= Beginning of Section =
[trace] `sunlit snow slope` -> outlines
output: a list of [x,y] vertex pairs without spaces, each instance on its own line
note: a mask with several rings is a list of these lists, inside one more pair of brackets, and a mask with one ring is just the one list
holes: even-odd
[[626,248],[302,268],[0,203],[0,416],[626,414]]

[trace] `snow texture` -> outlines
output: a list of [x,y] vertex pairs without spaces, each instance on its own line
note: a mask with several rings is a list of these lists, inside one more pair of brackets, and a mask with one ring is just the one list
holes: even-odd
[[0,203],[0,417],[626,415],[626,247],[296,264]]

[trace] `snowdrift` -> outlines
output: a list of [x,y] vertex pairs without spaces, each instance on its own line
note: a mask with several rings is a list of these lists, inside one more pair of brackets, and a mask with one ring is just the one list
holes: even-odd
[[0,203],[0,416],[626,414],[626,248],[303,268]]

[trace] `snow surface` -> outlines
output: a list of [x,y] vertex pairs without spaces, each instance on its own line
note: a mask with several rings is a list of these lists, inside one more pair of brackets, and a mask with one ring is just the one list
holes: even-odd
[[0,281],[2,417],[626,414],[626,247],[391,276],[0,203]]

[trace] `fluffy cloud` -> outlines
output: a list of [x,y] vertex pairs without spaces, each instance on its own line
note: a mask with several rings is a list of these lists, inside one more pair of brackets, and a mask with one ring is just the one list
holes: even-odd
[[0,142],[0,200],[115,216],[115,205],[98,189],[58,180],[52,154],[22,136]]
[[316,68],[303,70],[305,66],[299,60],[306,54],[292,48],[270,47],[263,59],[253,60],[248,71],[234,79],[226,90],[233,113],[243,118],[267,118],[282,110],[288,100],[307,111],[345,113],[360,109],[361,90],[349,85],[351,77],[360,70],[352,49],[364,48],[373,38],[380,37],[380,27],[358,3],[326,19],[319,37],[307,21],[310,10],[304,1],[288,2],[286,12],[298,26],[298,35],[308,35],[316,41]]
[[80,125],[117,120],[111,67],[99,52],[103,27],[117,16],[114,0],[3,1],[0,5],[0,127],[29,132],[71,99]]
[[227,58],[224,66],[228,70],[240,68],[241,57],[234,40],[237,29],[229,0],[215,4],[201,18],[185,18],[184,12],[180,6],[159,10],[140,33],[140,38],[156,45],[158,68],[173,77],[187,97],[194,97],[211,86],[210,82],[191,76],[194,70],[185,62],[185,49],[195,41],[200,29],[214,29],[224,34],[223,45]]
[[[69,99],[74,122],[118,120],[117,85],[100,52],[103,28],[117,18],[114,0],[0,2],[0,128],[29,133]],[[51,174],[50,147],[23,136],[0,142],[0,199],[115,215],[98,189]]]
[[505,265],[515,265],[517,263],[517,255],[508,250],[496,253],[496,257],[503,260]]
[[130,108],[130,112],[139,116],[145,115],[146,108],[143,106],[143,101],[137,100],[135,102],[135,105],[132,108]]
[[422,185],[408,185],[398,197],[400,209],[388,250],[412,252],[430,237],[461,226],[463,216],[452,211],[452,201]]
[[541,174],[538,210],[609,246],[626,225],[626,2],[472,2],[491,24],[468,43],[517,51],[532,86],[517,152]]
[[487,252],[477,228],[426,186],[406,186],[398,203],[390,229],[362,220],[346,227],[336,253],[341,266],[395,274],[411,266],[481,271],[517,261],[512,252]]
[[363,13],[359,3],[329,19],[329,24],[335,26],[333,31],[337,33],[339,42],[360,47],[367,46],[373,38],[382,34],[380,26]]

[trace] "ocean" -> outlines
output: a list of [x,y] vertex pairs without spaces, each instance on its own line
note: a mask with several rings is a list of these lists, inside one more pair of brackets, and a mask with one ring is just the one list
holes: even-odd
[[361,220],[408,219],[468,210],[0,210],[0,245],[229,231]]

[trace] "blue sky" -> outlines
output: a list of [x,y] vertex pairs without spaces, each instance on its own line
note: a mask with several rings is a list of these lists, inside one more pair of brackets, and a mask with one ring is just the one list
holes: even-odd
= End of Section =
The task
Precisely as given, transcribe all of the entries above.

Written answer
[trace] `sunlit snow slope` -> outlines
output: a list of [x,y] vertex pairs without spaces, each instance on its own line
note: a mask with several rings is a list of these lists, inside one more pair of brackets, and a mask with one ring is just the one list
holes: even-odd
[[626,248],[302,268],[0,203],[0,416],[626,414]]

[trace] `snow texture` -> outlines
output: a list of [x,y] vertex pairs without spaces, each instance on its own line
note: a mask with several rings is a list of these lists, inside one more pair of brackets, and a mask with one ring is just the one list
holes: even-odd
[[0,203],[0,417],[626,415],[626,247],[296,264]]

[trace] `snowdrift` -> outlines
output: a list of [x,y] vertex pairs without spaces, each instance on its own line
note: a mask with several rings is a list of these lists, inside one more pair of brackets, and a mask with one ring is just the one list
holes: even-odd
[[0,203],[0,416],[626,414],[626,248],[303,268]]

[trace] `snow surface` -> outlines
output: a list of [x,y] vertex pairs without spaces, each instance on its own line
note: a mask with several rings is a list of these lists, inside one more pair of brackets, and a mask with one ring is just the one list
holes: even-odd
[[0,281],[2,417],[626,414],[626,247],[391,276],[0,203]]

[trace] `fluffy cloud` -> outlines
output: a list of [x,y] vertex pairs without spaces, each instance on its own line
note: a mask with several rings is a list of these lists, inside one more pair of brackets, and a mask with one ring is just the one list
holes: even-odd
[[0,142],[0,200],[115,216],[115,205],[98,189],[58,180],[52,154],[22,136]]
[[316,68],[303,70],[305,66],[299,60],[306,54],[292,48],[270,47],[263,59],[253,60],[248,71],[234,79],[226,90],[233,113],[243,118],[267,118],[282,110],[288,100],[307,111],[345,113],[360,109],[361,90],[349,85],[351,77],[360,70],[352,49],[364,48],[373,38],[380,37],[380,27],[358,3],[326,19],[319,37],[307,21],[310,10],[304,1],[288,2],[286,12],[298,26],[298,35],[308,35],[316,41]]
[[80,125],[117,120],[111,67],[99,52],[103,27],[117,16],[114,0],[3,1],[0,5],[0,127],[29,132],[71,99]]
[[227,58],[224,66],[228,70],[240,68],[241,57],[234,40],[237,29],[229,0],[215,4],[201,18],[185,18],[184,12],[180,6],[159,10],[140,33],[140,38],[156,45],[158,68],[173,77],[187,97],[194,97],[211,86],[210,82],[191,76],[194,70],[185,62],[185,49],[195,41],[200,29],[214,29],[224,34],[223,45]]
[[[69,99],[74,122],[118,120],[117,85],[100,52],[103,28],[117,18],[114,0],[0,2],[0,128],[29,133]],[[51,174],[50,147],[23,136],[0,142],[0,199],[115,215],[98,189]]]
[[505,265],[515,265],[517,263],[517,255],[508,250],[496,253],[496,257],[503,260]]
[[130,108],[130,112],[139,116],[145,115],[146,108],[143,106],[143,101],[137,100],[135,102],[135,105],[132,108]]
[[422,185],[408,185],[398,197],[400,209],[388,250],[412,252],[430,237],[461,226],[463,216],[452,211],[452,201]]
[[541,174],[538,210],[609,246],[626,225],[626,2],[472,2],[491,24],[468,43],[517,51],[532,86],[517,152]]
[[487,252],[477,228],[426,186],[406,186],[398,203],[390,229],[362,220],[346,227],[336,253],[341,266],[395,274],[411,266],[481,271],[517,261],[512,252]]
[[363,13],[359,3],[329,19],[329,24],[335,26],[333,31],[337,33],[339,42],[360,47],[367,46],[373,38],[382,34],[380,26]]

[trace] "ocean" -> outlines
output: a list of [x,y] vertex pairs without spaces, each instance on its own line
note: a mask with several rings is a list of these lists, inside one more pair of brackets, and a mask with one ring is just the one list
holes: even-odd
[[361,220],[408,219],[468,210],[0,210],[0,245],[229,231]]

[trace] "blue sky" -> outlines
output: a list of [x,y] vertex pairs without spaces, each instance on its own line
note: a mask with several rings is a list of these lists, inside one more pair of brackets, and a mask with one ring is just the one list
holes: even-odd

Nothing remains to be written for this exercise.